▶ WHAT YOU ARE ASKED TO DO:
Quote the records below in full, exactly as given, with the images taken out.

%%

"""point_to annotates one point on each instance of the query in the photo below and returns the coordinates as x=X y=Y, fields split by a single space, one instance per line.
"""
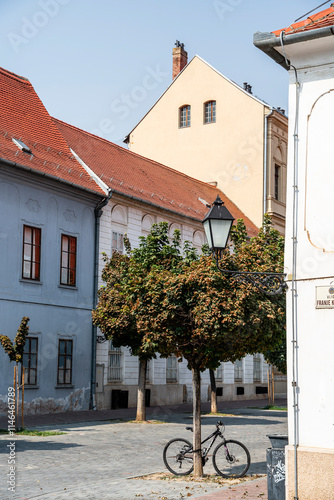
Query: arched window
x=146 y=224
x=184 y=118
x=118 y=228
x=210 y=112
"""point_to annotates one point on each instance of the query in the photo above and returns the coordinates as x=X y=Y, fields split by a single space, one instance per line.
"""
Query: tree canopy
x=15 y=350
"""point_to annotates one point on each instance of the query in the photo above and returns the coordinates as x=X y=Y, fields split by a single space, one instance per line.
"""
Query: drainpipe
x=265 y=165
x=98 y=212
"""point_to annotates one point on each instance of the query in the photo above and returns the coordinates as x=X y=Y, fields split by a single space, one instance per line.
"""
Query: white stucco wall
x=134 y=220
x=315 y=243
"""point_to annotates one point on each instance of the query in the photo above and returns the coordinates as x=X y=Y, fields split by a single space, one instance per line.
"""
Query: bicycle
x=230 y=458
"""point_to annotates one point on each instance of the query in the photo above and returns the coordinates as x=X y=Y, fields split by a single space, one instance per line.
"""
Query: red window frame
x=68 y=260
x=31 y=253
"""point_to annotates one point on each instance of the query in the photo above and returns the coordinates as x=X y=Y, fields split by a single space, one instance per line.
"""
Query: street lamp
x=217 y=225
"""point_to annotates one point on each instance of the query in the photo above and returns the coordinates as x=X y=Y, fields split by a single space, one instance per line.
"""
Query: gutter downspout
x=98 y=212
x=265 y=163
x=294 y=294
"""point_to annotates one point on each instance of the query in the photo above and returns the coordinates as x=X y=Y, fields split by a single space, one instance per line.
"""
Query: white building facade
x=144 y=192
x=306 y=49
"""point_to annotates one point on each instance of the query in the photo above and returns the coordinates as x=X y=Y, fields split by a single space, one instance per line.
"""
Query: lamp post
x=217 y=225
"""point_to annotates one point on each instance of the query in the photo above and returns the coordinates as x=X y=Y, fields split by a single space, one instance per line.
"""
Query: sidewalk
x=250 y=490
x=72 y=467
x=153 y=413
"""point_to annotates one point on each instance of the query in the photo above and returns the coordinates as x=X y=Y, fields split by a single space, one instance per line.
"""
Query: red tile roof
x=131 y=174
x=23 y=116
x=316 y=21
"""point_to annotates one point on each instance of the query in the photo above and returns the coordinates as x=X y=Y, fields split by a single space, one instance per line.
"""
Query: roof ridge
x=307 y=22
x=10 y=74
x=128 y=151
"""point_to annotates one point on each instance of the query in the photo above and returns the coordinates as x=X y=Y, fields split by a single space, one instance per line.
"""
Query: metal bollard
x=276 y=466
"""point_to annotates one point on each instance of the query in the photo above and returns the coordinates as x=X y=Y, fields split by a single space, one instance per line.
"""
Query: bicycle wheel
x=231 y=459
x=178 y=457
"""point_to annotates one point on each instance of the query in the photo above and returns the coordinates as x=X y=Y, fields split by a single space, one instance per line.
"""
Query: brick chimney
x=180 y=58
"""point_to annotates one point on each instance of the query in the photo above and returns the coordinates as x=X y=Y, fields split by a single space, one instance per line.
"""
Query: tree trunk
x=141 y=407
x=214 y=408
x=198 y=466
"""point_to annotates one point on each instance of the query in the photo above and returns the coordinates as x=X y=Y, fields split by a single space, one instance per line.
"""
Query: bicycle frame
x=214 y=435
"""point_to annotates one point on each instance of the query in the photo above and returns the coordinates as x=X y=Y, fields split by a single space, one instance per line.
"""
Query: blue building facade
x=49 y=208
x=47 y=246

%%

▶ WORKED ANSWER:
"""point_to annotates one point on each instance of the query in the photo below and returns the coordinates as x=X y=Y, fields split by a single space, one instance per line.
"""
Query: arched window
x=146 y=224
x=184 y=118
x=118 y=228
x=210 y=112
"""point_to annotates one point on each instance of the query in the photo above and returns the coordinates as x=X y=Y, fields split by a single space, one instance per line.
"""
Query: tree canopy
x=15 y=350
"""point_to annotates one point on each instance of the query in the photo above and returns the coordinates as x=X y=Y, fields split by a single space, one instance per line.
"""
Query: drainpipe
x=265 y=165
x=98 y=212
"""point_to annotates one point on each instance of the query in the photo above and returns the coordinates as x=X y=Y, fields split by a single space, one instance per line.
"""
Query: white stucco wall
x=134 y=220
x=315 y=243
"""point_to annotates one point on each instance of the query in the photo above and returns the coordinates as x=X y=Y, fields split by a single space, one instance per line.
"""
Query: bicycle
x=230 y=458
"""point_to annotates one point on each instance of the query in the photo above and returns the coordinates as x=X y=Y, fields split by a single space, one instance per line.
"""
Query: red window frame
x=68 y=260
x=31 y=253
"""point_to annotates one point on each instance of the query in the photo above and returns the coordinates as x=X y=Y, fields split by a single space, one instance per line.
"""
Query: street lamp
x=217 y=225
"""point_to annotates one point on each instance of the query in the photo above and returns the coordinates as x=X y=Y, fields split by a single space, one instance per line.
"""
Query: gutter downspout
x=98 y=212
x=265 y=163
x=294 y=294
"""point_to annotates one point on each instance of the query in the photo above and returns the coordinates as x=X y=Y, fields split by a single space, one instance per line.
"""
Query: white building facade
x=144 y=192
x=306 y=49
"""point_to annotates one point on each instance of the query in the photo above and returns the coordinates as x=X y=Y, fields split by a single space, one instance per line.
"""
Query: lamp post
x=217 y=225
"""point_to annotates one point on each instance of the query in the photo above and returns the coordinates as x=X y=Y, fields split by a single space, one instance per line.
"""
Query: sidewalk
x=250 y=490
x=72 y=467
x=153 y=413
"""point_to annotates one point on each instance of the query in the photo above and returns the coordinates as x=X y=Y, fields split by a single space, one instance per line.
"""
Query: red tile roof
x=131 y=174
x=23 y=116
x=316 y=21
"""point_to annotates one point on each instance of the query in the photo above and returns the coordinates as x=X y=Y, fields split by a single space, one instance per line.
"""
Query: roof ridge
x=307 y=22
x=10 y=74
x=128 y=151
"""point_to annotates one point on each instance of the query in the photo above and returns the coordinates as x=X y=Y, fields split by a single space, one instance per line.
"""
Query: metal bollard
x=276 y=466
"""point_to annotates one point on each instance of the query in the photo above and returns the coordinates as x=X y=Y, fields split by a single space, one instance per line.
"""
Query: bicycle wheel
x=231 y=459
x=178 y=457
"""point_to annotates one point on each instance of the query in the photo above and returns the coordinates as x=X y=Y, fields split by a single space, one instance per line.
"""
Query: brick chimney
x=180 y=58
"""point_to annotates one point on each instance of the query in the photo above and returns the coordinates as x=X y=Y, fields split by a single space, one instance per line.
"""
Query: tree trunk
x=141 y=407
x=214 y=408
x=198 y=466
"""point_to annotates one point on each instance of the query in the photo above and returns the coordinates as x=X y=Y, fields split by a single space, one instance per line.
"""
Query: bicycle frame
x=214 y=435
"""point_to annotates one point on each instance of the query in the photo above and returns the coordinates as x=X y=Y, fields split by a single space, one instance per line.
"""
Query: blue building facade
x=49 y=208
x=47 y=246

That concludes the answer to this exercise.